[Saved entries]
*****

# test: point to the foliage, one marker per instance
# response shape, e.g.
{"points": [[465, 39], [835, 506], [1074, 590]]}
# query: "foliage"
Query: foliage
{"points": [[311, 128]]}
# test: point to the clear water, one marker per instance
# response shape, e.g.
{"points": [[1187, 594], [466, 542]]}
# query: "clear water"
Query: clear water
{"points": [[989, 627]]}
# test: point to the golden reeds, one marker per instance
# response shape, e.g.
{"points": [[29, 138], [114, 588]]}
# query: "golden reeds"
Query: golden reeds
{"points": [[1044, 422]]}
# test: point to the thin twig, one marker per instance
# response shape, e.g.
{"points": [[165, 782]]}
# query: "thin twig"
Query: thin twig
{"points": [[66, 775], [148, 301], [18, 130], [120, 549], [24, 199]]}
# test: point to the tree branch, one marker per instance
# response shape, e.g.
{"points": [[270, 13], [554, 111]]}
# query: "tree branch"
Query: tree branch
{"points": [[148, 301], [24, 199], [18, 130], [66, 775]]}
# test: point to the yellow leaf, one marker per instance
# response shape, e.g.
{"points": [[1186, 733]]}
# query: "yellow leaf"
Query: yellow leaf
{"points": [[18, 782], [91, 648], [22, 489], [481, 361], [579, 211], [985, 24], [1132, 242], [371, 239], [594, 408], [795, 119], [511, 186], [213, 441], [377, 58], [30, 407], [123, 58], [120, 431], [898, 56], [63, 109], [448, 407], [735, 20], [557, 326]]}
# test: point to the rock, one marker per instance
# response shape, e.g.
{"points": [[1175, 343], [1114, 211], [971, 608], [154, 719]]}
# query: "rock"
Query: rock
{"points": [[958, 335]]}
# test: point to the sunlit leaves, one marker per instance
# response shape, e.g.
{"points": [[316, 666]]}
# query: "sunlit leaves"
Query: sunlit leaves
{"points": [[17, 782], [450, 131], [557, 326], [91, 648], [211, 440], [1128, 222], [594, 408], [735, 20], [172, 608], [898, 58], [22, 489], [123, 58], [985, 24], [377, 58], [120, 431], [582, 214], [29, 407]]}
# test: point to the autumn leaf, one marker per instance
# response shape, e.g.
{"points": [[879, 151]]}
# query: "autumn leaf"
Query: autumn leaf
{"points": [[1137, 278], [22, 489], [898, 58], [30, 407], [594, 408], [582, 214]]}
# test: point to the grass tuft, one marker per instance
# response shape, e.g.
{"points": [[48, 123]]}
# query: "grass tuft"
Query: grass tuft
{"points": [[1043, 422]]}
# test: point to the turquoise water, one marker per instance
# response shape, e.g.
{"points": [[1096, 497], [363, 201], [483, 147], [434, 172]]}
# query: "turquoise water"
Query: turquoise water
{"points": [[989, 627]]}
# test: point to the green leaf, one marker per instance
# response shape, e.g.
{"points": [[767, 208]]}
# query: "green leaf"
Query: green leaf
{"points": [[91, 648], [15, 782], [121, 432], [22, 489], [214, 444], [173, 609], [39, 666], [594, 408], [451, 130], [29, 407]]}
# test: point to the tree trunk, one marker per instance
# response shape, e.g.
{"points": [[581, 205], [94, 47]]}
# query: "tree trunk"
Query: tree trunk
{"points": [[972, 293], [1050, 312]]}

*****

The problem
Give back precisely the lines above that start at the line containing "# test: point to the rock, one" and end at the line containing "# test: point to the sunlit", inclusive. No other lines belong in the output.

Answer area
# test: point to the rock, one marker per instance
# response shape, e.g.
{"points": [[1175, 343], [1114, 211], [971, 608], [154, 719]]}
# query: "rock"
Query: rock
{"points": [[958, 335]]}
# test: point to the sunlit leaves, one marker per instance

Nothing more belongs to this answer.